## Textauszug

::::::

Urteil vom 14. März 2024  
 
II. zivilrechtliche Abteilung  
 
Besetzung 
Bundesrichter Herrmann, Präsident, 
Bundesrichter von Werdt, Hartmann, 
Gerichtsschreiber Levante. 
 
Verfahrensbeteiligte 
A.________, 
Beschwerdeführer, 
 
gegen  
 
B.________, 
Beschwerdegegner. 
 
Gegenstand 
Vorsorgliche Massnahmen (Eigentumsrecht), 
 
Beschwerde gegen den Entscheid des Obergerichts des Kantons Aargau, Zivilgericht, 3. Kammer, vom 20. November 2023 (ZSU.2023.204). 
 
 
Sachverhalt:  
 
A.  
 
A.a.  
 
A.a.a. A.________ war Eigentümer und Betreiber des landwirtschaftlichen Gewerbes "G.________", bestehend aus den Grundstücken Nr. oo, pp, qq, rr, ss, tt, uu, vv sowie ww GB U.________.  
 
A.a.b. Am 1. November 2022 schloss er mit B.________ einen Arbeitsvertrag; dieser war mit einem Anspruch auf Verpflegung und Benützung einer Unterkunft beim Arbeitgeber (Kost und Logis) verbunden.  
 
A.a.c. Die hiervor genannten Grundstücke wurden am 21. April 2023 im Rahmen einer Betreibung auf Grundpfandverwertung versteigert. Gegen den Zuschlag erhob A.________ Beschwerde, welche die beiden kantonalen Aufsichtsbehörden in Schuldbetreibungs- und Konkurssachen abwiesen. Die Sache ist vor Bundesgericht hängig (Verfahren 5A_643/2023).

::::::

## Rohdaten
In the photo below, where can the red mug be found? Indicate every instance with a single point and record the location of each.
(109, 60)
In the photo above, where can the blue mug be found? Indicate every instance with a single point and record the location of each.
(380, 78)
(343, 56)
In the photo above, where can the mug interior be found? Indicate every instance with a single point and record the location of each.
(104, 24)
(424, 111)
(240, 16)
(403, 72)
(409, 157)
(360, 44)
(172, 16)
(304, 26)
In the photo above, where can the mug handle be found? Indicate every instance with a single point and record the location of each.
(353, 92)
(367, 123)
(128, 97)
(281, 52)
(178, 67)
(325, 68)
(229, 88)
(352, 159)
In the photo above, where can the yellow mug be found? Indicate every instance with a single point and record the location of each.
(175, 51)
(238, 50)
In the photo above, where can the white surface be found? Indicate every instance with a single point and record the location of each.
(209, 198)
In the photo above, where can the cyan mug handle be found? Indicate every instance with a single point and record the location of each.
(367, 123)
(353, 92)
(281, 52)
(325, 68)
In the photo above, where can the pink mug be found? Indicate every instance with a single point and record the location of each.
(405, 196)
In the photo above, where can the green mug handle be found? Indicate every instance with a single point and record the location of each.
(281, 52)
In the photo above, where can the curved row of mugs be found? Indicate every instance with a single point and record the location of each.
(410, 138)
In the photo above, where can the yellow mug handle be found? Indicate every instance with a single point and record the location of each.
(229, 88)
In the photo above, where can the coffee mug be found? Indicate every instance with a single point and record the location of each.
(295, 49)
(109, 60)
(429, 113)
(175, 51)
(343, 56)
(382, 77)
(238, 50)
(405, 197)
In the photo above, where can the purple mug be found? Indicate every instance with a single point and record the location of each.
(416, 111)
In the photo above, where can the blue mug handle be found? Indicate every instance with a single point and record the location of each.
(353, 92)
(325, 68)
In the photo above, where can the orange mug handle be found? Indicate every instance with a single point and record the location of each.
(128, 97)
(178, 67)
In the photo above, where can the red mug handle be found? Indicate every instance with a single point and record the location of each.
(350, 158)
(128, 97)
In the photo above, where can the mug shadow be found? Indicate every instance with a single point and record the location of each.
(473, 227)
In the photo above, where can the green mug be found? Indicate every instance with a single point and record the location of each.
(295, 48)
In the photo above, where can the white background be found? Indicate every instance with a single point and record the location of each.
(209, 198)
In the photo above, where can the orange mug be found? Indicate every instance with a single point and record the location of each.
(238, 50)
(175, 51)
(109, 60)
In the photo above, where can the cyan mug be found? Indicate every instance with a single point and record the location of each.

::::::

## Aufgaben
1) Prüfe anhand des Urteilsauszugs, ob die folgenden Aussagen zutreffen, und antworte jeweils mit Ja oder Nein samt den entscheidenden Worten als wörtlichem Zitat:
(a) Der Arbeitsvertrag mit B.________ wurde am 1. November 2022 geschlossen.
(b) Die Grundstücke wurden am 20. November 2023 versteigert.
(c) Die kantonalen Aufsichtsbehörden hießen die Beschwerde gegen den Zuschlag gut.
2) Führe den Urteilsauszug nach seinem letzten Satz weiter.

## Lösungen
1)
(a) Ja: „Am 1. November 2022 schloss er mit B.________ einen Arbeitsvertrag"
(b) Nein: „am 21. April 2023 im Rahmen einer Betreibung auf Grundpfandverwertung versteigert"
(c) Nein: „welche die beiden kantonalen Aufsichtsbehörden in Schuldbetreibungs- und Konkurssachen abwiesen"

2)
A.a.d. Nach der Versteigerung kam es zu Unstimmigkeiten zwischen A.________ und B.________, der angeblich anderen Betriebsangestellten den Zugang zur Betriebsunterkunft verwehrte und auch A.________ den Zugang zu seiner eigenen Wohnung versperrte. Er hat das Arbeitsverhältnis mit B.________ am 1. Juni 2023 schriftlich (und fristlos) gekündigt. Die Rechtsgültigkeit der Kündigung ist strittig.  
 
A.b.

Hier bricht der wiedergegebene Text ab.